Consegna:
Riporta testualmente il passo dell'articolo sull'Everest che va da "Chi fa la cacca" fino a "del monte Everest.".

Chi fa la cacca sull’Everest dovrà riportarsela indietro
Lo hanno deciso le autorità nepalesi, dopo che i problemi sulla montagna più alta del mondo si sono accumulati per anni
Gli scalatori che intendono raggiungere la vetta del monte Everest, la montagna più alta del mondo, dovranno riportare al campo base la cacca fatta nella parte più alta della montagna. Lo ha deciso recentemente la municipalità rurale di Khumbu Pasanglhamu, che comprende buona parte del lato nepalese del monte Everest.
Sull’Everest, data l’elevata altitudine e le basse temperature, la cacca non si decompone completamente: da anni il numero crescente di persone che scala la montagna, che pur richiedendo mezzi e grande preparazione è più accessibile di altre vette famose, ha causato un problema crescente di escrementi e di spazzatura.
La municipalità di Khumbu Pasanglhamu ha stabilito che ogni persona che vuole scalare la montagna dovrà acquistare alcuni sacchetti speciali al campo base, la base di partenza delle vie che portano alla cima dal lato nepalese (l’Everest è diviso dal confine fra il Nepal e la Cina). Mingma Sherpa, il sindaco, ha detto a BBC News che i sacchetti saranno «controllati al loro ritorno». Mingma ha detto di aver ricevuto lamentele secondo cui scalando la montagna era possibile vedere gli escrementi, e che alcuni scalatori sono stati male. Secondo Mingma la cosa è inaccettabile e «danneggia la nostra immagine».

Registrazioni sul posizionamento dei punti:
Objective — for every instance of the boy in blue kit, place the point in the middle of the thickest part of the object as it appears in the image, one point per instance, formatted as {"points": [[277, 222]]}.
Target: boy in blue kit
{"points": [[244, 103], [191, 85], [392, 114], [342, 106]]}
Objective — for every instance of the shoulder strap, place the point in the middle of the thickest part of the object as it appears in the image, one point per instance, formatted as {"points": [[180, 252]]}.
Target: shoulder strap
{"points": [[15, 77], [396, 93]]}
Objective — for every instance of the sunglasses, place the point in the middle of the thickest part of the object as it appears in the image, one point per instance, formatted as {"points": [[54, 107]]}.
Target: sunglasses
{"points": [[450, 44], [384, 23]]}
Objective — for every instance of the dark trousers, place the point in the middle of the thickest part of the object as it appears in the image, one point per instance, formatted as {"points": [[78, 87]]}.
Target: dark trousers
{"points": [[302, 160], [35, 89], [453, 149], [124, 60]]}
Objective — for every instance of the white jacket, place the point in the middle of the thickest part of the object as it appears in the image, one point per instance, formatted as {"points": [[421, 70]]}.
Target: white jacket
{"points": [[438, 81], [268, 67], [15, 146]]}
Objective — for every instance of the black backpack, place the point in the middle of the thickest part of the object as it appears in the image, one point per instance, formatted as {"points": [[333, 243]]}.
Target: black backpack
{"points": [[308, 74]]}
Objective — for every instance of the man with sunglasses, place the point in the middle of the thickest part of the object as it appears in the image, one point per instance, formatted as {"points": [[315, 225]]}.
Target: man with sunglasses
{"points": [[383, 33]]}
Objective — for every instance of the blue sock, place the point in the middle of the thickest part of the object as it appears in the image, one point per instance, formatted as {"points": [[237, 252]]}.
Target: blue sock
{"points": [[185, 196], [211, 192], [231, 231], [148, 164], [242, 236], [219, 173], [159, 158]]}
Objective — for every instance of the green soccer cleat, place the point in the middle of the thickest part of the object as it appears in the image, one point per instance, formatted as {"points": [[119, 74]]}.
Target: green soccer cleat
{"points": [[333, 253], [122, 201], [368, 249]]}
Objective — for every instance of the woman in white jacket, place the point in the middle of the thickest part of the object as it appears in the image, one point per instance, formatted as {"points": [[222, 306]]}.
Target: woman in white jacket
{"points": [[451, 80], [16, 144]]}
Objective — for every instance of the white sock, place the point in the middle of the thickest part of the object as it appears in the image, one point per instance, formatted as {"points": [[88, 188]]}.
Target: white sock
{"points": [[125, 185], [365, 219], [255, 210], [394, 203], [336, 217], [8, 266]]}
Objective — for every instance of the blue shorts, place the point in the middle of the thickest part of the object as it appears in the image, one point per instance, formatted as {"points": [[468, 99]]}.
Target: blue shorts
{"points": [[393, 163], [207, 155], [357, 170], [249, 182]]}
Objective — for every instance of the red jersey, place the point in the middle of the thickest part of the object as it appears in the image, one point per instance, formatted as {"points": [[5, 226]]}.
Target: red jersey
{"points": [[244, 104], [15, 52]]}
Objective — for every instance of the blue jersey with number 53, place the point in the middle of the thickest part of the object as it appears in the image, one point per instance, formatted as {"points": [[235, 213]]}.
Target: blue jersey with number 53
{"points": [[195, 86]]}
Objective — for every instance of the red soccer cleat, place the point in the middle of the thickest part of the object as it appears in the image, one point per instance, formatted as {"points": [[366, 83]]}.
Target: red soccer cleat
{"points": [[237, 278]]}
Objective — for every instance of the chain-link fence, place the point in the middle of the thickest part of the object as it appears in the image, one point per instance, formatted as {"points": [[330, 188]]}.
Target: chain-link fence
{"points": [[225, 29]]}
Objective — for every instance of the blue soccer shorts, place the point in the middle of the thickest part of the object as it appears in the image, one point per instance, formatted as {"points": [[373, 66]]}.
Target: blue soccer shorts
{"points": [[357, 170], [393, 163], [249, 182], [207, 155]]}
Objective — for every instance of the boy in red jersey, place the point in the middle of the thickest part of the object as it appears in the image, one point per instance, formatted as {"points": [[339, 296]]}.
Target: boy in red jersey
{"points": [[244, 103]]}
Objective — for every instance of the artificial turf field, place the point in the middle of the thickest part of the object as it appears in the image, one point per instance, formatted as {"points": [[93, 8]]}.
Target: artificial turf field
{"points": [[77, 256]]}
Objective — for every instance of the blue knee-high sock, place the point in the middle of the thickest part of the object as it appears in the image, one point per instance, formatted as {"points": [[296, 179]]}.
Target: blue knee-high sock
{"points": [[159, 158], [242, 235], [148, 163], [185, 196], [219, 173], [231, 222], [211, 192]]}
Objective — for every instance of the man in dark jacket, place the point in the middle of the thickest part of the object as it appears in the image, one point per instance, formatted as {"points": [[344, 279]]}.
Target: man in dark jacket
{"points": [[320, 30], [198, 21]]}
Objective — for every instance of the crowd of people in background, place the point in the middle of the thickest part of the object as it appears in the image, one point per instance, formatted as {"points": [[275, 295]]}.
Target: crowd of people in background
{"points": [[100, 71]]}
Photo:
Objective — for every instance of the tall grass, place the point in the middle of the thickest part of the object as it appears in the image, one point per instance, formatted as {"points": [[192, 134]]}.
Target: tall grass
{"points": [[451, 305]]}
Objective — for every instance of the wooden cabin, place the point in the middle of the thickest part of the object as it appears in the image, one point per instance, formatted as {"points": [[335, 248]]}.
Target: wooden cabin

Risultato:
Chi fa la cacca sull’Everest dovrà riportarsela indietro
Lo hanno deciso le autorità nepalesi, dopo che i problemi sulla montagna più alta del mondo si sono accumulati per anni
Gli scalatori che intendono raggiungere la vetta del monte Everest, la montagna più alta del mondo, dovranno riportare al campo base la cacca fatta nella parte più alta della montagna. Lo ha deciso recentemente la municipalità rurale di Khumbu Pasanglhamu, che comprende buona parte del lato nepalese del monte Everest.